» What needs to be done: Give the data below, from its first line through the line containing "[41,70,56,105]", as a JSON list of strings, one string per line, skipping blank lines. Leave the pictures out.

» Data supplied:
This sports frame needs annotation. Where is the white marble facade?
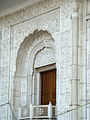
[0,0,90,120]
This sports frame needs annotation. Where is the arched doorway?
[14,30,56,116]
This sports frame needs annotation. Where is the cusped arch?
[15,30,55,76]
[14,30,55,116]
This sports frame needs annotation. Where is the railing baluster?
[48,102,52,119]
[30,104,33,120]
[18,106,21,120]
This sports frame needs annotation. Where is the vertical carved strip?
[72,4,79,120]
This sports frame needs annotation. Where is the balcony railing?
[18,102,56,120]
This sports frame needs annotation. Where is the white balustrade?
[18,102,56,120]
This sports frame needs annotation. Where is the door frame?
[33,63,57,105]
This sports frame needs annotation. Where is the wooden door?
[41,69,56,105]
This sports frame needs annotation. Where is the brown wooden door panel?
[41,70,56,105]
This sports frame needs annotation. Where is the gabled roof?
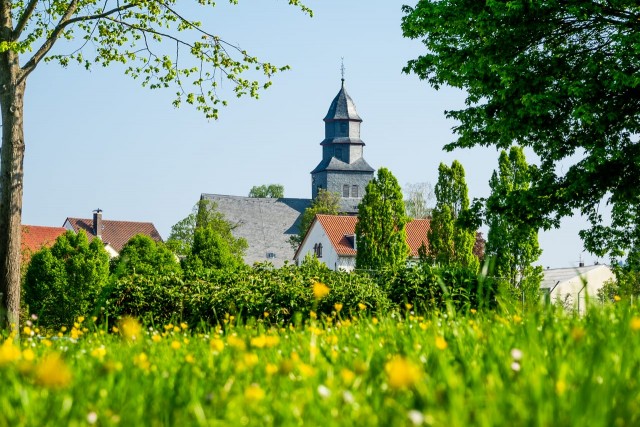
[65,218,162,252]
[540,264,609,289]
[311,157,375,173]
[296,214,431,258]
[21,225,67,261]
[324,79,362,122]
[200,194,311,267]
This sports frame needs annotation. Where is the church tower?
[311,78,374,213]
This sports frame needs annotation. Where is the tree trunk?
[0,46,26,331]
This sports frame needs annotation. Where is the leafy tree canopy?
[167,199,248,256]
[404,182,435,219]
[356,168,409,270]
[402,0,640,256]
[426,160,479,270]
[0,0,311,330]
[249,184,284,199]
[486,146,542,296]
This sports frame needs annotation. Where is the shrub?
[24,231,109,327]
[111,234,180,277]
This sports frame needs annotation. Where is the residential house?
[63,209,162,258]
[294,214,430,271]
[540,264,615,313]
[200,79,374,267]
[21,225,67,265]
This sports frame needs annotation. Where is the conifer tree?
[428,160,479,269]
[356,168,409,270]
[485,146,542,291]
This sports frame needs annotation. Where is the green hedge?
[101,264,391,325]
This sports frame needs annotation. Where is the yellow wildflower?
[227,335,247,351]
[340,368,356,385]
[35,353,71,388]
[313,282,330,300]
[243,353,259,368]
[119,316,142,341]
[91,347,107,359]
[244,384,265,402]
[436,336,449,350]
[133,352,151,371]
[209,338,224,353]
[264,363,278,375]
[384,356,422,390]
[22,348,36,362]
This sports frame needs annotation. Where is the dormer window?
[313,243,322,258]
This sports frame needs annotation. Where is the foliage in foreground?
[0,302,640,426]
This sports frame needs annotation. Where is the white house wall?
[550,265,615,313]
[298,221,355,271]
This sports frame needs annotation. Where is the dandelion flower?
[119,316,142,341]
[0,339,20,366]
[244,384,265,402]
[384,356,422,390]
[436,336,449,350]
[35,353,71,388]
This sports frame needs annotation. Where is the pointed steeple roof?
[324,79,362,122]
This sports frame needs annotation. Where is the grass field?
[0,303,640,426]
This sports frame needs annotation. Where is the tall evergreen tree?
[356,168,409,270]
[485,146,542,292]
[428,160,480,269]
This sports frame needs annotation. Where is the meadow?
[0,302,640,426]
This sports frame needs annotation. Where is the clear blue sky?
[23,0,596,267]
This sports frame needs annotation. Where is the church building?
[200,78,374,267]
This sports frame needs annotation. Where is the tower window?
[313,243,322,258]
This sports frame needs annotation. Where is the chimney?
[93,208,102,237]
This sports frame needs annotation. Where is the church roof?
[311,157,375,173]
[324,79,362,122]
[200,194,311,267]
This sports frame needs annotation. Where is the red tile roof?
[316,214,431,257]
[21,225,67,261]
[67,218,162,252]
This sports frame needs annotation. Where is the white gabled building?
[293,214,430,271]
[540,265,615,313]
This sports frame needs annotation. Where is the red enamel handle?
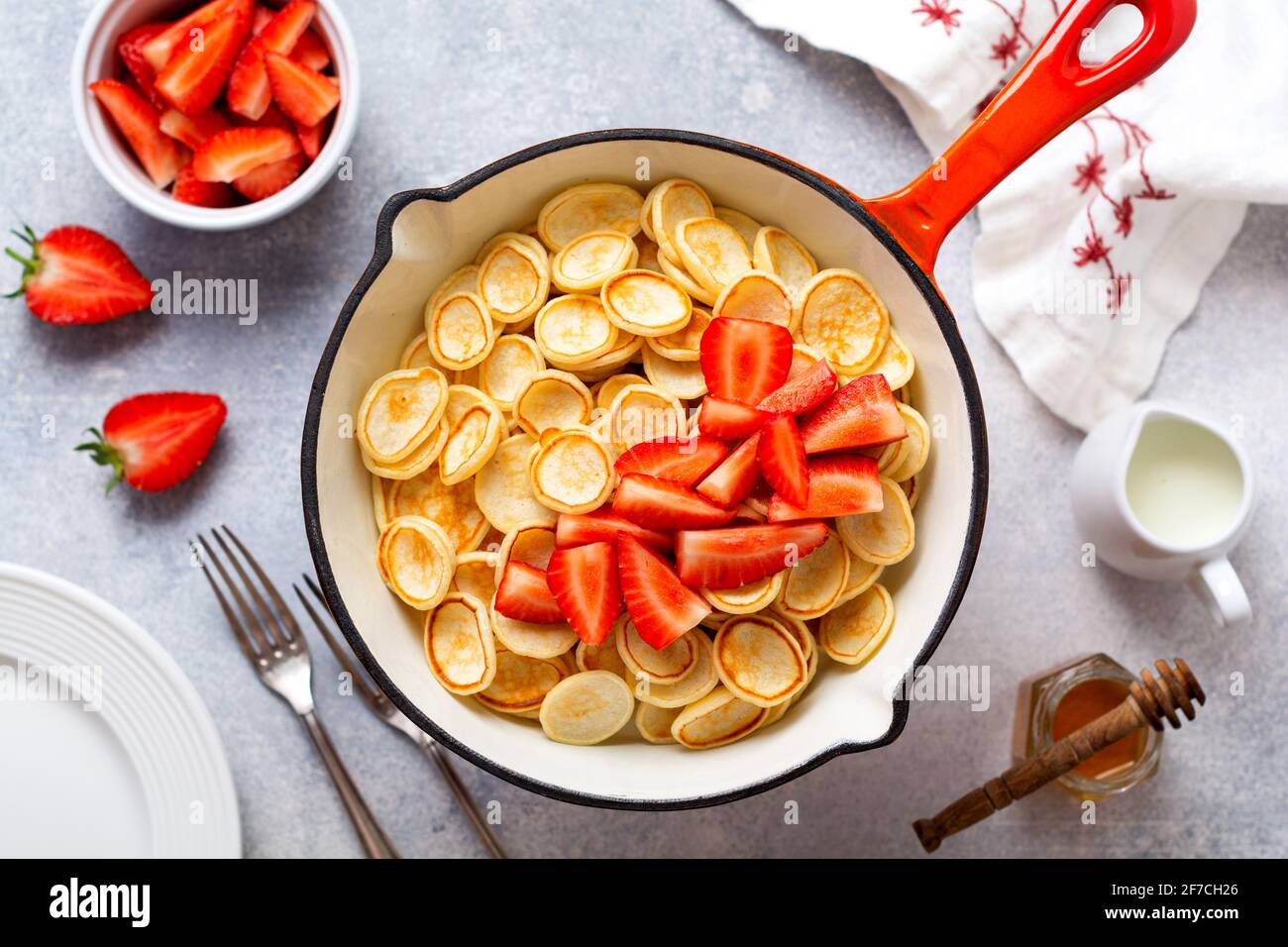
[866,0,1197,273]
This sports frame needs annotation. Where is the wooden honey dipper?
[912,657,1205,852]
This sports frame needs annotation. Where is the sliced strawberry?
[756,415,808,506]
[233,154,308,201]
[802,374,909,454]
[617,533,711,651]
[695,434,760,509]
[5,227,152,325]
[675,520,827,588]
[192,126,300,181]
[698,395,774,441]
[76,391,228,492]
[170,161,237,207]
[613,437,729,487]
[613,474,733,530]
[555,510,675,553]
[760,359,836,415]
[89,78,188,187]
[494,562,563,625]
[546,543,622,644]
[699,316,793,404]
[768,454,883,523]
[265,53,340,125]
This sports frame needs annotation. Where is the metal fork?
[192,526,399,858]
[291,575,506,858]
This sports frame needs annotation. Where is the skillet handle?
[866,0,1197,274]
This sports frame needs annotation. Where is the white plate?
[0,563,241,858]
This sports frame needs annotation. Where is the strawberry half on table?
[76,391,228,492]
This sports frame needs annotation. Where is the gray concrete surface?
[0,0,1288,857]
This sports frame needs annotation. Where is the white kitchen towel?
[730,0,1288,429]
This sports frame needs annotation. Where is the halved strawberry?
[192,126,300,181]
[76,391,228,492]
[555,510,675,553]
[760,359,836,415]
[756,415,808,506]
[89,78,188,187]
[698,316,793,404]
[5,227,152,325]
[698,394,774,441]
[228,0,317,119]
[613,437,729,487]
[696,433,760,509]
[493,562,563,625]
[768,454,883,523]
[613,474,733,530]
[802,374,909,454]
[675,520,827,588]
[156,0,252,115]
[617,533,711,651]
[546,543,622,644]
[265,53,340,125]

» Worked answer:
[
  "This sports frame needs annotation. Where is the white marble facade?",
  "[0,0,90,120]",
  "This sports frame needs annotation. Where is the arched doorway?",
  "[14,30,56,116]",
  "This sports frame needs annotation. Where is the cusped arch?",
  "[15,30,55,76]",
  "[14,30,55,116]",
  "This sports frame needs annotation. Where is the railing baluster?",
  "[48,102,52,119]",
  "[30,104,33,120]",
  "[18,106,21,120]",
  "This sports frame needs annotation. Where is the vertical carved strip?",
  "[72,4,79,120]",
  "This sports frame needs annotation. Where is the balcony railing?",
  "[18,102,56,120]",
  "This sports frame needs annotation. Where is the white balustrade?",
  "[18,102,56,120]",
  "This sports frame needs annotation. Where is the door frame?",
  "[33,63,57,105]",
  "This sports frame needs annotation. Where is the wooden door?",
  "[41,69,56,105]",
  "This sports frame needs annotation. Where is the brown wooden door panel?",
  "[41,70,56,105]"
]